# [Passage shown]

-- Start --

Billions of email and password combinations are readily available online for cybercriminals to exploit, and poor password security is resulting in costly losses for businesses.
Research commissioned by cloud service provider Akamai has found that businesses are losing $4m on average each year due to credential stuffing attacks.
Credential stuffing is an untargeted form of account takeover in which cybercriminals make use of stolen data sets to gain unauthorised access to user accounts. Bots are used to test large amounts of credentials to find accounts where the owner has used the same login credentials across multiple services, or failed to change their password following a breach.
According to the research, carried out by Ponemon Institute, businesses have noticed an increase in the volume and severity of such attacks. Businesses reported that they were hit by 11 credential stuffing attacks annually on average, with more than 1,000 accounts targeted each time.

-- End --

# [Data provided]

-- Start --

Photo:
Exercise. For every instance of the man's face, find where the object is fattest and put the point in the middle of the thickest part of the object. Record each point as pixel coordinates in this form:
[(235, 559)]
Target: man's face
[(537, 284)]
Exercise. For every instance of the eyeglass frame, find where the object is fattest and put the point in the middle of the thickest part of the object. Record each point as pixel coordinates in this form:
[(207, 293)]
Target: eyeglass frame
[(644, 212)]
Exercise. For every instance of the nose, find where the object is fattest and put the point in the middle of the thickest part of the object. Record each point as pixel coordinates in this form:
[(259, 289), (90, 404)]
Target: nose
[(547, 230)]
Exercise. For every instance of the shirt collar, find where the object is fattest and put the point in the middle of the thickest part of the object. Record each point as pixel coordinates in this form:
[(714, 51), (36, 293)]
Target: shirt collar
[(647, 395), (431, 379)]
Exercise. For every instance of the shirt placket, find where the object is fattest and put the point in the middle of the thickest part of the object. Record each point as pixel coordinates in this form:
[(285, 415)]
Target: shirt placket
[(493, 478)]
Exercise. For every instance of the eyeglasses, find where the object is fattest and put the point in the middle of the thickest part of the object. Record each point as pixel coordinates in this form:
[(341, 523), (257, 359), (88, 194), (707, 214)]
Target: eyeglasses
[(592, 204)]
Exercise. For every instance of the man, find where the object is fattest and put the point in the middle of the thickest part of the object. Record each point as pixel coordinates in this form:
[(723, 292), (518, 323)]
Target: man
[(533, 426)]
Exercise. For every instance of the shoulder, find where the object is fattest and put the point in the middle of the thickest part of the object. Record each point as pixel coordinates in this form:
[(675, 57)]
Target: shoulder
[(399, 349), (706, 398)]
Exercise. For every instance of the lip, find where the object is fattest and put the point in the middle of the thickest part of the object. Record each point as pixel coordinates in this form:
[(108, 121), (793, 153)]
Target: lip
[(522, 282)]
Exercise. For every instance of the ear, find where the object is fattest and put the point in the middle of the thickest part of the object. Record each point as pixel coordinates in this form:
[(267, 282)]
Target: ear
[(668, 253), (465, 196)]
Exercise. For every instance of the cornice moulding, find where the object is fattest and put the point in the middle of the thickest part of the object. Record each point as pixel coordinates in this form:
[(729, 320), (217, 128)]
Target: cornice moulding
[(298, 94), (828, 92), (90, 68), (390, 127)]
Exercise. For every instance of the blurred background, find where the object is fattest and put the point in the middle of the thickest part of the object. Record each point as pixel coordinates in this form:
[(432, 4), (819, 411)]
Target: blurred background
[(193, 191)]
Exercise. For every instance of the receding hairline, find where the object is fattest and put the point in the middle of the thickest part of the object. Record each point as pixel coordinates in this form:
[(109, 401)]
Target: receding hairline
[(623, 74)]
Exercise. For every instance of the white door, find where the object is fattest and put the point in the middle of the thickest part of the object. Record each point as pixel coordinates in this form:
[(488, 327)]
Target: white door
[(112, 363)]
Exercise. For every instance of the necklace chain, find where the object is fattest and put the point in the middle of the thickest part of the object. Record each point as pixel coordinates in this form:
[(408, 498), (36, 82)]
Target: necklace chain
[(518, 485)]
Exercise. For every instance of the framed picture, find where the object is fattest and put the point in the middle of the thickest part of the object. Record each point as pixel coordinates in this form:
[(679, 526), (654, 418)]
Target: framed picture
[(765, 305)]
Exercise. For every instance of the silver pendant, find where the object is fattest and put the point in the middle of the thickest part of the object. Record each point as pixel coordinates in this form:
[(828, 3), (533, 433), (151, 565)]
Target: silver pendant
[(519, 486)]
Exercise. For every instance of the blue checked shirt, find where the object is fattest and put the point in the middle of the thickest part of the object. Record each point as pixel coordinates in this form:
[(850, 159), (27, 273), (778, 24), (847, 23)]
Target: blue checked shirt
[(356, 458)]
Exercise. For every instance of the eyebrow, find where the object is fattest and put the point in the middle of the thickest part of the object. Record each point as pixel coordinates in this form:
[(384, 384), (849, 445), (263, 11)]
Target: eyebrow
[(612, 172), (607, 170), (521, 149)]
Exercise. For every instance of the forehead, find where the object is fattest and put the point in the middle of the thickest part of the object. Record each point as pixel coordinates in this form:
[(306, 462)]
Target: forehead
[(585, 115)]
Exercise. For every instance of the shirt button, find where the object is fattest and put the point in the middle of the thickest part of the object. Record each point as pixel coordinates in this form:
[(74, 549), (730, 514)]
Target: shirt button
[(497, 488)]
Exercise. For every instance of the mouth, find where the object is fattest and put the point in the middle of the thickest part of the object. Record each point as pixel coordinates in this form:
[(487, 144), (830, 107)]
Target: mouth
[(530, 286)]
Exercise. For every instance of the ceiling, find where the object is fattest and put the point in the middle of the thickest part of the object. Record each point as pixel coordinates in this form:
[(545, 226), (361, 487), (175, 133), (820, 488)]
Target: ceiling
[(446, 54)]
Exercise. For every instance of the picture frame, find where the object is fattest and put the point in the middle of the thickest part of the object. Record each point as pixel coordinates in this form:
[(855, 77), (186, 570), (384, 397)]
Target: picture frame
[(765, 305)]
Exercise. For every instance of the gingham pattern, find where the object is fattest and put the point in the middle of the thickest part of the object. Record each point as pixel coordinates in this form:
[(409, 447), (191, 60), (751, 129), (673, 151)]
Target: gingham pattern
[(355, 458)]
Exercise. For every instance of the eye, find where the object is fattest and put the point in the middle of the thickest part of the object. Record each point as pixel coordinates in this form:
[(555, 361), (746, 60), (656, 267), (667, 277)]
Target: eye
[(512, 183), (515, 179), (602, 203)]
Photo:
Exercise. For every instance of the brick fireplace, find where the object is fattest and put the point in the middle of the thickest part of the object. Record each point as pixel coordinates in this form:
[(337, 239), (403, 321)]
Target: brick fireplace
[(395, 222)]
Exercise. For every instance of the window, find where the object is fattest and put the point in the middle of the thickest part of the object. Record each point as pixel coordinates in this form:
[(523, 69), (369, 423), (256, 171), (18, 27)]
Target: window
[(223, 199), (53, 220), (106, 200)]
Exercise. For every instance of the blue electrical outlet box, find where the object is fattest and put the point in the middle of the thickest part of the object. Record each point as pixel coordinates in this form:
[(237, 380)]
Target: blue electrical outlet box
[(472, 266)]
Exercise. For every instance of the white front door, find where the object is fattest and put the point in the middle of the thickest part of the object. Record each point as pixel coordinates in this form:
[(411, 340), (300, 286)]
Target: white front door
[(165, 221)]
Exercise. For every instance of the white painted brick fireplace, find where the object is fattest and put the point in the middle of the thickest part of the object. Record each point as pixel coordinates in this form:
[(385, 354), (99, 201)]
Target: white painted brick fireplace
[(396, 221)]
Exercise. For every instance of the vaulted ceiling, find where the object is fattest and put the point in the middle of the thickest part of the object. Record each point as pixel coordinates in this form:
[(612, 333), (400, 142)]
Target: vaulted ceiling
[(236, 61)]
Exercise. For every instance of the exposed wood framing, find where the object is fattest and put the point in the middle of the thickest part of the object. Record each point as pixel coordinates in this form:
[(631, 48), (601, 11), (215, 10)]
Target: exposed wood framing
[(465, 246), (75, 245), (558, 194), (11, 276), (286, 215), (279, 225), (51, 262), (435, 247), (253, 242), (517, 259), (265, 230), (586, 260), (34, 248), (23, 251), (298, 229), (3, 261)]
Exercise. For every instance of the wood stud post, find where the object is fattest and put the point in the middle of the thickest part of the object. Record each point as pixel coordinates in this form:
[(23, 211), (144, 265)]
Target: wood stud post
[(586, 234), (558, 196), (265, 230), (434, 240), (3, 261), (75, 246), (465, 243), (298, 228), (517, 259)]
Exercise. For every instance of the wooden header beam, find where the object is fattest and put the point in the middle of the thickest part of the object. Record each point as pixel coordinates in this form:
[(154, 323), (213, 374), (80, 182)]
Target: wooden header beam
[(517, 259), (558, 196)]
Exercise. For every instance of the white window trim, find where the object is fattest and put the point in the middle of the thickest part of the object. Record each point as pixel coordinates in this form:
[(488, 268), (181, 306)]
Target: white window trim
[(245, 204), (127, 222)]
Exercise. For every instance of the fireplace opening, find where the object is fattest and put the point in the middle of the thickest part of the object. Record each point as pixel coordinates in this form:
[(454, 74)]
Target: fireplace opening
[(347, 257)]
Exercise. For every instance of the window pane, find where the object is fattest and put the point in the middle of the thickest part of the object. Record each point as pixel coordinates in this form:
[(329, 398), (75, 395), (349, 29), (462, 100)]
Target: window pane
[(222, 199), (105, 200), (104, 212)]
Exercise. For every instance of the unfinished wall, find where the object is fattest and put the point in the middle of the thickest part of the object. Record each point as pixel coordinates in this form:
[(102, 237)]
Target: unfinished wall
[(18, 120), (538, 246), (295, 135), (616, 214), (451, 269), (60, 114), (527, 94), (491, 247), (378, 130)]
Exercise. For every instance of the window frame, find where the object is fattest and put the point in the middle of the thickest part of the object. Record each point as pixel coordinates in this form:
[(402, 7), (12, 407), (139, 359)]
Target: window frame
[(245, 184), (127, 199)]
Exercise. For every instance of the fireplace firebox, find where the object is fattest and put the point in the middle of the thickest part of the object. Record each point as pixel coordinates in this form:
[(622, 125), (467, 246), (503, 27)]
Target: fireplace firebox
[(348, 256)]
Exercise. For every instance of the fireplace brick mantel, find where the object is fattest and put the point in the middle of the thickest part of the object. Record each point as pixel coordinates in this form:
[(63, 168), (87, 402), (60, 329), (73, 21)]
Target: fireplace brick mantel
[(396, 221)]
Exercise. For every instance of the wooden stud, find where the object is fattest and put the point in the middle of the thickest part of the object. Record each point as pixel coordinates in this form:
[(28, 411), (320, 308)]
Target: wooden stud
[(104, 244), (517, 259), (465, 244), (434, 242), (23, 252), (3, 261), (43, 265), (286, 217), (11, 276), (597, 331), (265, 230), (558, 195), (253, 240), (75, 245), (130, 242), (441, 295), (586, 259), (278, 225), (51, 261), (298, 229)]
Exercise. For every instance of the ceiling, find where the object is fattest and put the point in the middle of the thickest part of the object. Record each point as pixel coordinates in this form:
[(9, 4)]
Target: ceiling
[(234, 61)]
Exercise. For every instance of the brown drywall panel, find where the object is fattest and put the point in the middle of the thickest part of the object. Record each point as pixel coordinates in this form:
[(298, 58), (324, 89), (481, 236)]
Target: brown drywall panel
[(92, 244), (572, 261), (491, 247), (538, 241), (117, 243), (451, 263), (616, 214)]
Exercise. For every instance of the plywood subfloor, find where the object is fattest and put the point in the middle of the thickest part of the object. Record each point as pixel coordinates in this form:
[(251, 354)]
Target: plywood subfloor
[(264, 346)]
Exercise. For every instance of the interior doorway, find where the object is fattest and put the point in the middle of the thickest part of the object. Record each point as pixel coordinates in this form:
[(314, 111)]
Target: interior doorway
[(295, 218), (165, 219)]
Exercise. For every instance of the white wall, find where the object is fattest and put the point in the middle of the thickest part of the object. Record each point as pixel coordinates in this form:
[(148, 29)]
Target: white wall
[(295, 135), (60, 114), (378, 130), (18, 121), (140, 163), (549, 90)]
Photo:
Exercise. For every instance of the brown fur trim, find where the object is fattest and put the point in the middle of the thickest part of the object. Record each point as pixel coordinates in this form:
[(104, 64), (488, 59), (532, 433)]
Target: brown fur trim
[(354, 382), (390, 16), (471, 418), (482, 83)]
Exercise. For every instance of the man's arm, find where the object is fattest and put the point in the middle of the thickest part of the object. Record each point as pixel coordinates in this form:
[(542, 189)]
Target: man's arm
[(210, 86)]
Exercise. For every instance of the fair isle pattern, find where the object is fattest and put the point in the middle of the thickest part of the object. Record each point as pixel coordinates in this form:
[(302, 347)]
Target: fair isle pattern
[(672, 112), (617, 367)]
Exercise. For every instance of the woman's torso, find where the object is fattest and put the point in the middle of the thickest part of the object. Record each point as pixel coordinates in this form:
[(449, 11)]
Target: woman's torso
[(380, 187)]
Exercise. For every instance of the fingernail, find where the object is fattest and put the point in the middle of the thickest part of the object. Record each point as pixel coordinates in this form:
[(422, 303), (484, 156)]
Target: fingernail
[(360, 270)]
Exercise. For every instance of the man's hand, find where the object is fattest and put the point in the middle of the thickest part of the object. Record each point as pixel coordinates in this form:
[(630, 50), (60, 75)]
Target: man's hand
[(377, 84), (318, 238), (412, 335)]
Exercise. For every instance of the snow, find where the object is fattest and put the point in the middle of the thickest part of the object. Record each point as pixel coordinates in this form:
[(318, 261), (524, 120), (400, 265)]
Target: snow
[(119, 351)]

-- End --

# [The tasks]
1) From the credential stuffing article, extract the passage that begins at the words "According to the" and ends after the words "targeted each time.".
2) According to the credential stuffing article, how many credential stuffing attacks did businesses report being hit by each year on average?
None of the entries relate to the credential stuffing article.

# [The answers]
1)
According to the research, carried out by Ponemon Institute, businesses have noticed an increase in the volume and severity of such attacks. Businesses reported that they were hit by 11 credential stuffing attacks annually on average, with more than 1,000 accounts targeted each time.

2) 11